> PROMPT: Could you quote, exactly as they stand, the lines running from the one with "Might you point out the tripod leg" to the final line of the material?

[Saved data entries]
──────────────────────────────

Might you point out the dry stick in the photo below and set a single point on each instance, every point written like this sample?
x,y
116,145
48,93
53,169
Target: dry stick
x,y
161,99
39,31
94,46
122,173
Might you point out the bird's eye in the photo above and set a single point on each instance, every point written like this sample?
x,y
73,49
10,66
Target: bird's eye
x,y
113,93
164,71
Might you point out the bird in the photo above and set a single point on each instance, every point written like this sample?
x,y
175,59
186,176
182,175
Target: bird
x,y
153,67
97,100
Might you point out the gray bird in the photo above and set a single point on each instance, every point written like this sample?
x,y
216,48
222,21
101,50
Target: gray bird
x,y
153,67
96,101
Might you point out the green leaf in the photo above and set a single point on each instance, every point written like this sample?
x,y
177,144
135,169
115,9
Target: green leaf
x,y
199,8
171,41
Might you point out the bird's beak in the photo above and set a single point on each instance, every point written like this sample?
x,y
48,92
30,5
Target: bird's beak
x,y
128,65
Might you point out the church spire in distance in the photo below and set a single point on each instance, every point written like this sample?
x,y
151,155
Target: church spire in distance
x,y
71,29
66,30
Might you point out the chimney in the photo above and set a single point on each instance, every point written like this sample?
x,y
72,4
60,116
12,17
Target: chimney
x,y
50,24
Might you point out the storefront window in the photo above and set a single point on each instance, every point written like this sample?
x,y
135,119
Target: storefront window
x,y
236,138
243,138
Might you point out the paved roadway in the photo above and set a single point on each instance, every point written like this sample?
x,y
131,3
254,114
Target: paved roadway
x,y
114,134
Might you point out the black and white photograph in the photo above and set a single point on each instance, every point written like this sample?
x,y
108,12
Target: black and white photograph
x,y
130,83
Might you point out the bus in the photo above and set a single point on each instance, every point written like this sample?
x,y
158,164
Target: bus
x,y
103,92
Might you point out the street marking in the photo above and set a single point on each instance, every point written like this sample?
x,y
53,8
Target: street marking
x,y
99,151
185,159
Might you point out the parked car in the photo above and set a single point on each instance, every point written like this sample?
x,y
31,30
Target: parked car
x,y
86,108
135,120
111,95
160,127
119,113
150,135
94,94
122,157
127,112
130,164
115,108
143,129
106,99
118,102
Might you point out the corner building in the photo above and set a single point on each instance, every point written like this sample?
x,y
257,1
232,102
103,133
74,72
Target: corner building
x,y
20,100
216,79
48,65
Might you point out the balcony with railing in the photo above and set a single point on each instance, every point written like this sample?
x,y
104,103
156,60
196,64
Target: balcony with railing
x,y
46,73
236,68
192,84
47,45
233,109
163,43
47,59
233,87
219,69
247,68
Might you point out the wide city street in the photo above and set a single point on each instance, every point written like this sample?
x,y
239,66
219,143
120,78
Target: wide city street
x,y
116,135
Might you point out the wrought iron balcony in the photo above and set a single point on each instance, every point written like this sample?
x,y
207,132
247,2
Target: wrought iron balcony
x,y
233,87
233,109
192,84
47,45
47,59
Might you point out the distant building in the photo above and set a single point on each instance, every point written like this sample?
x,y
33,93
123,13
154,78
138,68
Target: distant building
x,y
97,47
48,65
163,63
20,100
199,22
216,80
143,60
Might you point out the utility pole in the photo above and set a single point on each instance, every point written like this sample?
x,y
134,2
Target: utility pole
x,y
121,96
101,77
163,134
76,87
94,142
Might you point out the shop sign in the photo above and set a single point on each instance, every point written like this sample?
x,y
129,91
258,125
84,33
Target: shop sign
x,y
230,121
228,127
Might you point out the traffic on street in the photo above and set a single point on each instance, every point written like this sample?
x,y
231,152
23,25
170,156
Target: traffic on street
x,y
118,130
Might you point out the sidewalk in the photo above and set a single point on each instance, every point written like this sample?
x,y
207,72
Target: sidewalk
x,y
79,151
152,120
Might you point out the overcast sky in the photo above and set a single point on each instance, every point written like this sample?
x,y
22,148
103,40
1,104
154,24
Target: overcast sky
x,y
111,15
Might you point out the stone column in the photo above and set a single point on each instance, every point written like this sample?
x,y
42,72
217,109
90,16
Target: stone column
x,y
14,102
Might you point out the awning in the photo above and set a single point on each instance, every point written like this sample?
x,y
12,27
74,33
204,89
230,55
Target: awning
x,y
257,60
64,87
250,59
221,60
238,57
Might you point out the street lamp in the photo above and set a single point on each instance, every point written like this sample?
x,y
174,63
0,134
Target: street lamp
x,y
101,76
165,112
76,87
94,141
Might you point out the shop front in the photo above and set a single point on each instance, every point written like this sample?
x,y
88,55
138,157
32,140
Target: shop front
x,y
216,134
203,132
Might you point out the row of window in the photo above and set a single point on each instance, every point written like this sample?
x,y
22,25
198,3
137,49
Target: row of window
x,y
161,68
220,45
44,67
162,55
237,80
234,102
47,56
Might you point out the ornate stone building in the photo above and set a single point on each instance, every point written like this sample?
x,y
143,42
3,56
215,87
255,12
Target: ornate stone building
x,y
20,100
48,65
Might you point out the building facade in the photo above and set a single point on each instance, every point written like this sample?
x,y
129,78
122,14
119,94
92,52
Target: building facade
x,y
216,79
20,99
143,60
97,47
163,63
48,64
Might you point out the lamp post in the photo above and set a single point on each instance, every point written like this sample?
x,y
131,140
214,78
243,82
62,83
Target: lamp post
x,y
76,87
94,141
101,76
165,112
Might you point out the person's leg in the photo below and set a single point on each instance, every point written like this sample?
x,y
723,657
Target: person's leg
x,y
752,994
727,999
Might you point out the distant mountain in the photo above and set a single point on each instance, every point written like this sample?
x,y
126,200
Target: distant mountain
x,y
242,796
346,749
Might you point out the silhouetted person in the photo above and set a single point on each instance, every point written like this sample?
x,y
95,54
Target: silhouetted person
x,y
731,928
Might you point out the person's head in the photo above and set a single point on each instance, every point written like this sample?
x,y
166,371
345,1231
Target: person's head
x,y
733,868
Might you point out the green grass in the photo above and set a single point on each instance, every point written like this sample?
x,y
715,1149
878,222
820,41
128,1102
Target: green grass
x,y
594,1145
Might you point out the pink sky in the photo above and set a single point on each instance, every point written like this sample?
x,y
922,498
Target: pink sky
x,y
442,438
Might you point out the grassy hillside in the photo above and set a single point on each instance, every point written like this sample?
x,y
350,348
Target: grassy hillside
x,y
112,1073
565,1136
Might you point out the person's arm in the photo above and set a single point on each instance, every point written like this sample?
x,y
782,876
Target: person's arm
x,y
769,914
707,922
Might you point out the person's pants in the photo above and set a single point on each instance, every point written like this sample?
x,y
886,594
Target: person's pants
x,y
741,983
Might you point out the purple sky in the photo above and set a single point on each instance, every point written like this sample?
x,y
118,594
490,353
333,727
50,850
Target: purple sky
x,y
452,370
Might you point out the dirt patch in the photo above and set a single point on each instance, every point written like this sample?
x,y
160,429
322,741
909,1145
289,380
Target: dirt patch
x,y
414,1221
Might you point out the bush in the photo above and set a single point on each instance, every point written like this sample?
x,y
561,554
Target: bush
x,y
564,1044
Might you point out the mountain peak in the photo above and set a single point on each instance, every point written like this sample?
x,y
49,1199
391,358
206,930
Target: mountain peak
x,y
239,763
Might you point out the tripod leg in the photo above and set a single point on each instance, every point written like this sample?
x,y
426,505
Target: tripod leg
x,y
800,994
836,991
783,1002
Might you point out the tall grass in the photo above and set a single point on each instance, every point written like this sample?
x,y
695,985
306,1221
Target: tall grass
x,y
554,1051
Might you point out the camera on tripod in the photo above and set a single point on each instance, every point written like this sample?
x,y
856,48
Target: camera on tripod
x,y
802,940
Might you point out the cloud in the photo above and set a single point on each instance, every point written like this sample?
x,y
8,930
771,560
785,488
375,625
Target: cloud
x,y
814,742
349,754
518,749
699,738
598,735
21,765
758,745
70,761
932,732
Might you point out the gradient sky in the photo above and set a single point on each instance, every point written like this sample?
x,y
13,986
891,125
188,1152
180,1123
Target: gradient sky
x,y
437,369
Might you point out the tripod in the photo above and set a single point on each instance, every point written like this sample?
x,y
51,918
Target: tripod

──────────────────────────────

> TASK ANSWER:
Might you point out the tripod leg in the photo above and set a single point on each instance, every point written like this sample?
x,y
426,505
Target: tripod leg
x,y
800,994
836,991
783,1002
Might you point out the tall grass in the photo above and set a single point on each instance, every point written like this sample?
x,y
695,985
306,1221
Target: tall grass
x,y
554,1051
Might you point out the camera on tripod in the photo above and set a single point on each instance, every point written like this sample?
x,y
856,48
Target: camera on tripod
x,y
802,940
Might you point out the cloud in the photo above and set a single point on each instance, every point written like this sample?
x,y
8,930
771,560
785,488
375,625
Target: cloud
x,y
814,742
349,754
518,749
699,738
598,735
21,765
758,745
70,761
932,732
Might you point out the gradient sky in the photo above and set a single point on each instance, every point written like this sample?
x,y
13,986
891,125
188,1152
180,1123
Target: gradient sky
x,y
437,369
Might you point out the tripod in the photo above and set a single point on each instance, every point written like this sample?
x,y
51,918
Target: tripod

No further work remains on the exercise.